DIRECTIONS: From first line to last, transcribe the listing exactly and skip any image.

* * * * * * * * *

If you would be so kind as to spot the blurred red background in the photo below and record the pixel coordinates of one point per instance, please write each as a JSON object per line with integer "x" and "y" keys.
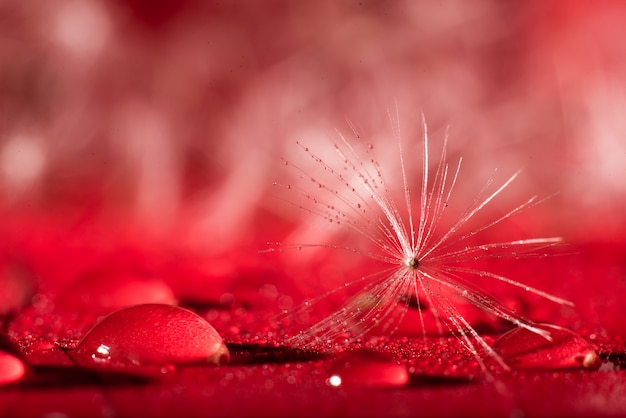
{"x": 145, "y": 136}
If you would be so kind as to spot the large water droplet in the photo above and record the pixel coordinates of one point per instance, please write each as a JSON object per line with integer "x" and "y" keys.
{"x": 150, "y": 336}
{"x": 11, "y": 369}
{"x": 16, "y": 287}
{"x": 110, "y": 291}
{"x": 366, "y": 369}
{"x": 524, "y": 349}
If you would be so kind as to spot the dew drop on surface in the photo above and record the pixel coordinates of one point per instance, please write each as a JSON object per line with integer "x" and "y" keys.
{"x": 150, "y": 335}
{"x": 366, "y": 369}
{"x": 112, "y": 291}
{"x": 524, "y": 349}
{"x": 16, "y": 288}
{"x": 11, "y": 369}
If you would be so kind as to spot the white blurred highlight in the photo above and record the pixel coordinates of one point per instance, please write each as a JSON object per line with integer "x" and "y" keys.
{"x": 22, "y": 160}
{"x": 82, "y": 27}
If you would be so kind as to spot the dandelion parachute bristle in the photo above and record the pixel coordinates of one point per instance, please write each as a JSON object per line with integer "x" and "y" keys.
{"x": 421, "y": 259}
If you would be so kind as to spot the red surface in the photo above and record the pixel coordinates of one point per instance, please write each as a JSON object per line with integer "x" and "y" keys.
{"x": 139, "y": 141}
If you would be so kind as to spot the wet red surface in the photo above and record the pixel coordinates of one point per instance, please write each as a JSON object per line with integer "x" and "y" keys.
{"x": 268, "y": 377}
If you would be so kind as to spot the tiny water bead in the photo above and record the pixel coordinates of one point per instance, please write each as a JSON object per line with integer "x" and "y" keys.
{"x": 150, "y": 335}
{"x": 524, "y": 349}
{"x": 366, "y": 369}
{"x": 11, "y": 369}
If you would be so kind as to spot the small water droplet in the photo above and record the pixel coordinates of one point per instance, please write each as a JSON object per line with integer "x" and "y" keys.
{"x": 150, "y": 336}
{"x": 366, "y": 369}
{"x": 11, "y": 369}
{"x": 524, "y": 349}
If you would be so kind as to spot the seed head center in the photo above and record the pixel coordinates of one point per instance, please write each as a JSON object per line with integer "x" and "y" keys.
{"x": 412, "y": 263}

* * * * * * * * *

EXPECTED ANSWER:
If you would be so kind as to spot the blurred red background in the photo below and record the pixel coordinates of one point per instance, please write each as a JSON object per line with integer "x" and "y" keys.
{"x": 145, "y": 136}
If you would be so kind as to spot the large water droplet in the photo above and record the pixel coordinates of one point per instance, please write each as a JSON object per line with integer "x" and "y" keys.
{"x": 150, "y": 336}
{"x": 11, "y": 369}
{"x": 16, "y": 287}
{"x": 110, "y": 291}
{"x": 366, "y": 369}
{"x": 524, "y": 349}
If you would be so kind as to spot the dew drop on surface in the photo above and record the pixel coordinates of one point per instance, please write each as a JSON object per line with integer "x" and "y" keys.
{"x": 150, "y": 335}
{"x": 366, "y": 369}
{"x": 112, "y": 291}
{"x": 524, "y": 349}
{"x": 16, "y": 288}
{"x": 11, "y": 369}
If you would be so kind as to spot the white blurred highlight in the photo above and record the pixel coordinates of one point per instance, please write each as a JSON object per line with integer "x" and "y" keys.
{"x": 22, "y": 160}
{"x": 82, "y": 27}
If you would be so kind as to spot the dandelion parachute bristle in the photo above and record the pixel coordinates of one point per instance, please write each as a JSON object per line with integer "x" and "y" keys.
{"x": 421, "y": 259}
If you would be so kind as to spot the red surface in the photo above and record the pixel coordinates of one point per instance, please write each as a JSON object per line with integer "x" and "y" keys.
{"x": 139, "y": 141}
If you would be so kind as to spot the wet red surface in the photo above and record the pixel coordinates of one point per instance, please write each as a JSON object per line with integer "x" and "y" keys.
{"x": 268, "y": 377}
If you would be so kind as to spot the tiny water bead in the photo above and record the pixel coordinates of one point per instance, please write each as a JSON object per line with integer "x" and "y" keys.
{"x": 150, "y": 335}
{"x": 524, "y": 349}
{"x": 366, "y": 369}
{"x": 11, "y": 369}
If you would be so kind as to spot the small water droplet in the photo above and record the pixel coordinates of one point per instance, please write each as a JSON object per line with integer "x" and "y" keys.
{"x": 150, "y": 336}
{"x": 366, "y": 369}
{"x": 11, "y": 369}
{"x": 524, "y": 349}
If you would be so kind as to spot the seed head center in the photo above and record the pixel coordinates of one point per instance, please write each as a JSON object per line with integer "x" and "y" keys.
{"x": 412, "y": 263}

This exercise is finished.